--- DOCUMENT PASSAGE ---
◇ ◇ ◇ ◇ ◇ ◇ ◇

Remote data storage through a blob store (e.g., ADLS) addresses the scalability limitations of local file storage. When source datasets too large for version control, the remote_data section of the schema file allows you to reference files stored in a blob store. Each remote data entry specifies paths to files in the blob store along with their MD5 hashes to ensure the correct version is downloaded during builds. While this approach keeps the repository lean, it requires a more structured workflow: you must upload source files to the blob store, calculate their MD5 hashes, and specify them in the schema. This additional complexity makes remote storage most suitable for stable, infrequently changing source datasets where the overhead of managing source file hashes is justified by the benefits of centralized storage and repository size optimization.

Note that MD5 hash management differs by context: source files in remote_data require manual MD5 hash specification, while the derived parquet files underlying the tables in the schema have their MD5 hashes automatically calculated and updated by tabularasa datagen. Local source files referenced through local_data or dependencies.filename do not require MD5 hashes since they are assumed to be versioned by your version control system.

◇ ◇ ◇ ◇ ◇ ◇ ◇

--- ENTRIES SUPPLIED ---
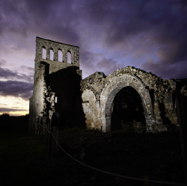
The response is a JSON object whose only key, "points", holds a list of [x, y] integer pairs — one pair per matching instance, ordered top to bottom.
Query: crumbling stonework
{"points": [[47, 73], [59, 88], [157, 95]]}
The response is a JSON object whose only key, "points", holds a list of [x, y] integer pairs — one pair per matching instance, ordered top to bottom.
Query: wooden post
{"points": [[182, 117], [50, 138]]}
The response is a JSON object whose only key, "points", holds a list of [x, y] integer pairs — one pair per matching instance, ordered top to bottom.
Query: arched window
{"points": [[43, 53], [51, 54], [60, 55], [69, 56]]}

◇ ◇ ◇ ◇ ◇ ◇ ◇

--- GOALS ---
1. In the passage on remote data storage, why does each remote data entry include MD5 hashes?
2. Translate this sentence from the passage on remote data storage into Spanish: "Remote data storage through a blob store (e.g., ADLS) addresses the scalability limitations of local file storage."
3. Retype the part of the passage on remote data storage that begins at the words "Note that MD5" and stops after "version control system.".
The records are separate material and are not part of the passage on remote data storage.

--- THE RESULTS ---
1. To ensure the correct version is downloaded during builds.

2. El almacenamiento remoto de datos mediante un almacén de blobs (p. ej., ADLS) resuelve las limitaciones de escalabilidad del almacenamiento local de archivos.

3.
Note that MD5 hash management differs by context: source files in remote_data require manual MD5 hash specification, while the derived parquet files underlying the tables in the schema have their MD5 hashes automatically calculated and updated by tabularasa datagen. Local source files referenced through local_data or dependencies.filename do not require MD5 hashes since they are assumed to be versioned by your version control system.